Supplied records start

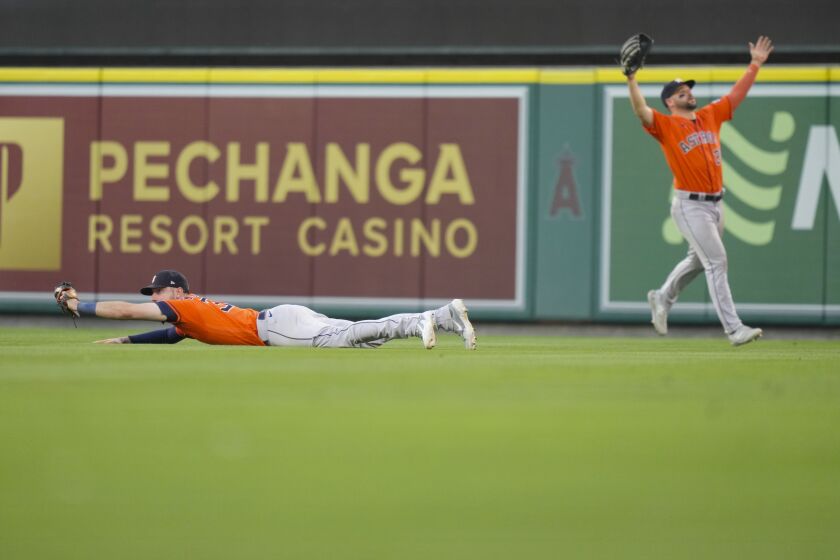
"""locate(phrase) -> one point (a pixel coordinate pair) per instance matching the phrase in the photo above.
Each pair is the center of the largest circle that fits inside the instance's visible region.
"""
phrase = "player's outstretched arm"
(161, 336)
(758, 56)
(637, 101)
(118, 310)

Supplied records end

▶ _What to do_
Please render the listing above as a two-column CSV headed "prompt" and "answer", giving each text and its answer one row, with every field quoted and line breaks turned into spaces. Leave the pictures out.

▶ _The result_
prompt,answer
"""""""locate(phrase) -> one point (a pixel coordinate pair) per instance matching the phrase in the photo above. Each pair is the center of the largest circle that fits inside the instance's visible region. """""" phrase = ""player's outstretched arm""","(161, 336) (758, 56) (637, 101) (118, 310)"